Natural-language object grounding data:

***

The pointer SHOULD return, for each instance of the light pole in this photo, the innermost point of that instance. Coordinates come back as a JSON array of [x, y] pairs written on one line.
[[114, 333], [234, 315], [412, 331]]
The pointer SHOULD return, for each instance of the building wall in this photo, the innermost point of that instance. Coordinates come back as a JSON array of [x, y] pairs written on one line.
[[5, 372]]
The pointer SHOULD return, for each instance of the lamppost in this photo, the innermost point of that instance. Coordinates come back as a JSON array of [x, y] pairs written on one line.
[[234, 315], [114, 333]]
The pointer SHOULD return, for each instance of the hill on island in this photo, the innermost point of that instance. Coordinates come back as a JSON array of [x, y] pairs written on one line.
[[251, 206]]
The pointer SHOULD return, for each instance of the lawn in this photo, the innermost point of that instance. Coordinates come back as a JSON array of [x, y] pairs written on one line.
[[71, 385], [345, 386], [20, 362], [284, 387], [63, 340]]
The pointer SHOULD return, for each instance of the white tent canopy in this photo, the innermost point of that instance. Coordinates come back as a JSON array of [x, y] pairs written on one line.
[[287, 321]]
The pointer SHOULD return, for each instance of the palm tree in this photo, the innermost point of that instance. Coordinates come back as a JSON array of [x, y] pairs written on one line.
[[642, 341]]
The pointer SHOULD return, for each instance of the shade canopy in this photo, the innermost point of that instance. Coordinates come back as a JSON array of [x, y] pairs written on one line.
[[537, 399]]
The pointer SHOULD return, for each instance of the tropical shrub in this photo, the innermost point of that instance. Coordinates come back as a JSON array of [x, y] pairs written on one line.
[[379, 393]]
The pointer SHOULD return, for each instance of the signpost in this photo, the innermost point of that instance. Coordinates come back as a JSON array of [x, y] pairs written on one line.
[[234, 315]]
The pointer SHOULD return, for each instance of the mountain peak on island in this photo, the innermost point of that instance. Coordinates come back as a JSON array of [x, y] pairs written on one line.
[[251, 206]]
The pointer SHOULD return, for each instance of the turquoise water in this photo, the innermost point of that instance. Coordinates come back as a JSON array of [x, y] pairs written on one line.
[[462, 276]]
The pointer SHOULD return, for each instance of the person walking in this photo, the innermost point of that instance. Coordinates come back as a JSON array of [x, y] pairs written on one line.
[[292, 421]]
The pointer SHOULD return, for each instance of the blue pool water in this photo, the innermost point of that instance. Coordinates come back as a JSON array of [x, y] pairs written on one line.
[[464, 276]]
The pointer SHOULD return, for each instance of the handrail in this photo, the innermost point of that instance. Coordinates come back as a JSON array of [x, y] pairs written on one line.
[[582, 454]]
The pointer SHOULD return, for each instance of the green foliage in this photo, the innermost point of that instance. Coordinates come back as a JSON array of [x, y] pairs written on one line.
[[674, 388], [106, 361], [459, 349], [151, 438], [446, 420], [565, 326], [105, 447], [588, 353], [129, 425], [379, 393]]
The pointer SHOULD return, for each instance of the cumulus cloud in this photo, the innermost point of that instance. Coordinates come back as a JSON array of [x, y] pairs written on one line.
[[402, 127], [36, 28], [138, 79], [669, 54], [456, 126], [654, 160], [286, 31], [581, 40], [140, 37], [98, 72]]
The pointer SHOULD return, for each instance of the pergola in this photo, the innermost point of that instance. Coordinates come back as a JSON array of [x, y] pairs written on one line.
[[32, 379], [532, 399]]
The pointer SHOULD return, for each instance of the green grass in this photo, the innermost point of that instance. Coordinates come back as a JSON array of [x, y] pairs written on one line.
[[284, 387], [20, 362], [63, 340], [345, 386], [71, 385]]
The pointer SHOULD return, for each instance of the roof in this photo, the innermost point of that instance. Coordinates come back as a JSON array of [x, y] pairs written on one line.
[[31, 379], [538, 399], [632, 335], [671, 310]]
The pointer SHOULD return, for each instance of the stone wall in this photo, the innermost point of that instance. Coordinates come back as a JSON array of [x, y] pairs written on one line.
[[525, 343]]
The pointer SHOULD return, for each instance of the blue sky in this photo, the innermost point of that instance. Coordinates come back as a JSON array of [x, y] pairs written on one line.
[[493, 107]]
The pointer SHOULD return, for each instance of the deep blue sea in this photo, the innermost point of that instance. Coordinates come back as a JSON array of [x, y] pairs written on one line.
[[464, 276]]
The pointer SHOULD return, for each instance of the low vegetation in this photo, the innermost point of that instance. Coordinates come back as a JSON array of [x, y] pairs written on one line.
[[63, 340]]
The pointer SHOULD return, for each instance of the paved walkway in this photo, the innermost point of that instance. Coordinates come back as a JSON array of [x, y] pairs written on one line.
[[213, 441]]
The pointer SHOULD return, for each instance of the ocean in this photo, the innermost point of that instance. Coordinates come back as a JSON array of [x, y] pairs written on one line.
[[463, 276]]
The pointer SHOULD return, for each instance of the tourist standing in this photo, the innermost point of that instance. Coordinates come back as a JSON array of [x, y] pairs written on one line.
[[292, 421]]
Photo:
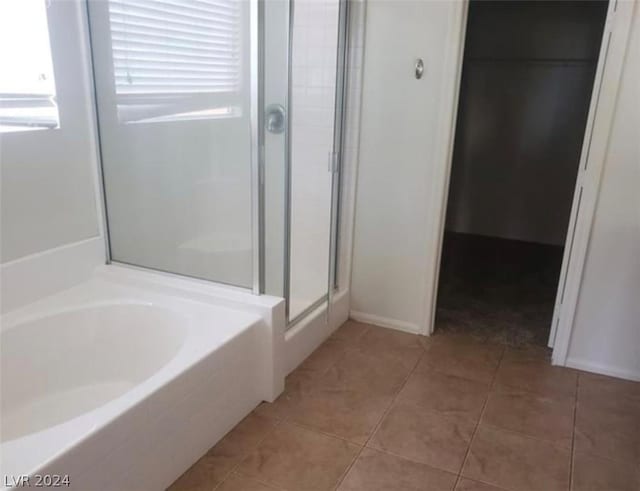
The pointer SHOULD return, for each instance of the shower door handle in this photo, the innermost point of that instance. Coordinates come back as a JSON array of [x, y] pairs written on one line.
[[275, 118]]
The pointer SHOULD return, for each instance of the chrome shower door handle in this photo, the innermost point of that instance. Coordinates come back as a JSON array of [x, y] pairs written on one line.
[[419, 68], [275, 118]]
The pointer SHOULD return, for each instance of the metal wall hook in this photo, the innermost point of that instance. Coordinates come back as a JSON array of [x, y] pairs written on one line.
[[419, 68]]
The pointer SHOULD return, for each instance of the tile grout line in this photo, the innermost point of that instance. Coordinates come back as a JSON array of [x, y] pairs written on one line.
[[573, 433], [235, 467], [475, 430], [286, 420], [384, 414]]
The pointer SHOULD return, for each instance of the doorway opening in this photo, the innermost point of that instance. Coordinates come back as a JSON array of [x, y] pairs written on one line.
[[527, 80]]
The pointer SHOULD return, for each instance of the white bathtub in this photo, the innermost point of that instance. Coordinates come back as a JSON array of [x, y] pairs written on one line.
[[122, 382]]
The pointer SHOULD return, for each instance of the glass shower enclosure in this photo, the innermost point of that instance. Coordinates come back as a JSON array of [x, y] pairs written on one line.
[[218, 139]]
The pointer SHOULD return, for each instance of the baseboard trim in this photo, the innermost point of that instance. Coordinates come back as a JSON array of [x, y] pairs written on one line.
[[302, 339], [589, 366], [385, 322]]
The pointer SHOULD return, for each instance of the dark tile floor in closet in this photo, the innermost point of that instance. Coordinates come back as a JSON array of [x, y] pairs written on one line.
[[377, 409], [497, 290]]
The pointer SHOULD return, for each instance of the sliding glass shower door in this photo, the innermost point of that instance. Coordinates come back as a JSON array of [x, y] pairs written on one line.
[[314, 101], [182, 89]]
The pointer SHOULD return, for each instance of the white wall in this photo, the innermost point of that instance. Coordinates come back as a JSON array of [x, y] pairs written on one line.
[[48, 188], [400, 151], [50, 229], [606, 332]]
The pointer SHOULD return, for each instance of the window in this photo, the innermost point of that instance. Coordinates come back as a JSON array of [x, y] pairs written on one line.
[[27, 85], [176, 59]]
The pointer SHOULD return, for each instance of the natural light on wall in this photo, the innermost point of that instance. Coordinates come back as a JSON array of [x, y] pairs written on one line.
[[27, 85], [176, 59]]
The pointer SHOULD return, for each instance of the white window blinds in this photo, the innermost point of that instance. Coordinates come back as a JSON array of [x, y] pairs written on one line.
[[176, 56]]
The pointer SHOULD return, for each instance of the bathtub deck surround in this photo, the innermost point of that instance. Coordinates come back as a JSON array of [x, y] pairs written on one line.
[[377, 409], [128, 377]]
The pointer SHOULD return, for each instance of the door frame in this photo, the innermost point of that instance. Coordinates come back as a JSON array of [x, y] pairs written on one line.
[[599, 122]]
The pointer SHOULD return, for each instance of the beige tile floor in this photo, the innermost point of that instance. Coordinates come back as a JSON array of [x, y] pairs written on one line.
[[376, 409]]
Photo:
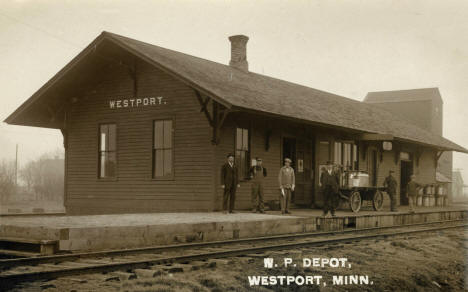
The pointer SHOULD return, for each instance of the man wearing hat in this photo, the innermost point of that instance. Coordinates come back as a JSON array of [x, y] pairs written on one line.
[[287, 182], [391, 184], [257, 175], [329, 180], [230, 183]]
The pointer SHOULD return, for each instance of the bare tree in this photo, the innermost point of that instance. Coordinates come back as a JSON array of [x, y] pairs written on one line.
[[44, 177], [7, 180]]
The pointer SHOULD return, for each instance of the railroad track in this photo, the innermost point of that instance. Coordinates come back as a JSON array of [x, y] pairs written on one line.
[[14, 271]]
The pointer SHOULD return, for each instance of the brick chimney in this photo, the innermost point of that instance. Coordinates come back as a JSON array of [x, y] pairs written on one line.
[[239, 52]]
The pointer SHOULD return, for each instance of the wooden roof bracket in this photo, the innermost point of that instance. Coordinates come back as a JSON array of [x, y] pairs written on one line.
[[133, 72], [397, 150], [219, 116], [364, 147], [203, 104], [216, 118], [418, 153], [437, 156]]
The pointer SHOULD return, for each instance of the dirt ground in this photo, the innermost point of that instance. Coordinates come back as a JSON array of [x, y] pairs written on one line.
[[423, 262]]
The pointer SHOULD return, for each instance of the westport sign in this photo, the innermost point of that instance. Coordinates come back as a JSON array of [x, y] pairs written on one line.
[[136, 102]]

***

Every line from the line containing "The pointer SHOULD return, for each instance of the door frame" through the last line above is to be printed exactly. Pictures are not copied.

Task output:
The pointer SHOULD return, for each instance of the door frame in this photo, the innermost point of that instance. Coordinates come back as a JSON array of [x, y] pairs written on one line.
[[599, 122]]
The pointer SHOULD return, for each instance of the beige tile floor in this photo, the innermost point of that instance. Coordinates come back as a JSON array of [x, y] pairs written on one line.
[[376, 409]]
Photo:
The pointer SHOULD return, for each instance of the man wearing hat in this photo, the innermost point of that instance. Coordinates come back as a JSON array of [x, y] pairs written on one line.
[[287, 182], [391, 184], [257, 175], [329, 180], [230, 183]]
The pointer SHOULD return, for each instance of the bare tree in this photo, the innermost point of that instance. Coordinates come back as a JSON array of [x, y] pairs written on one line.
[[44, 177], [7, 180]]
The pointer SHOULD return, for each instance of the railroad track in this photo, the innermost point of that instance. Coordinates come back as a JSON array of [x, y] pairs written on one line.
[[14, 271]]
The pointer SHOULD return, for each instance of the brick chimney in this photo, the innermost point of that instance. Coordinates come back as a JSON array of [x, y] pairs written on one line.
[[239, 52]]
The pointer SHOULD return, for each instance of the wooden roof bracket in this photo, the innermost point of that instance. Coordinates come back as a JSON array of [x, y] pairs written on one line.
[[133, 72], [397, 150], [219, 116], [364, 147], [203, 104], [216, 118], [418, 153], [437, 156]]
The pointer SHOULD return, for each instance of the dirt ground in this photo, the innermost point of that instance. Coordinates come back as a JSON array of [x, y] pairs written on one line.
[[423, 262]]
The pointer SHOULD return, for each instance of the westport sign in this photo, the innermost point of that instance. Coordinates come back as a JSON array of [x, y] pairs written on one line.
[[136, 102]]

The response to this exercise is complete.